- _Exercise_
Starting at the line that contains "Annotation task — locate each instance of the bird in" and ending at the end of the listing, rewrite those lines with "marker" changed to "point" and everything else left as it is.

- _Provided material_

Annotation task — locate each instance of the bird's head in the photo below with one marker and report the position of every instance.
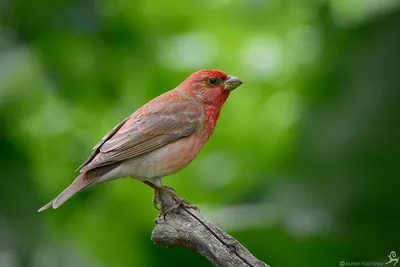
(210, 87)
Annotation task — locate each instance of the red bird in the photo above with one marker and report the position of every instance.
(160, 138)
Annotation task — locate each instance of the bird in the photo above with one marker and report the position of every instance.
(160, 138)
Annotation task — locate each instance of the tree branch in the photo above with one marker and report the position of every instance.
(185, 227)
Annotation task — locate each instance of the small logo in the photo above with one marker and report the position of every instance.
(392, 258)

- _Expected output_
Annotation task — locate each instance of the bird in the photo above with one point and report the position of every instance.
(160, 138)
Annotation task — locate each instance of the tree branch in the photo above with one point and report the position of every instance.
(185, 227)
Annotation task — locate each instance of the small logo in the photo above with one point and report the position of every instance.
(392, 258)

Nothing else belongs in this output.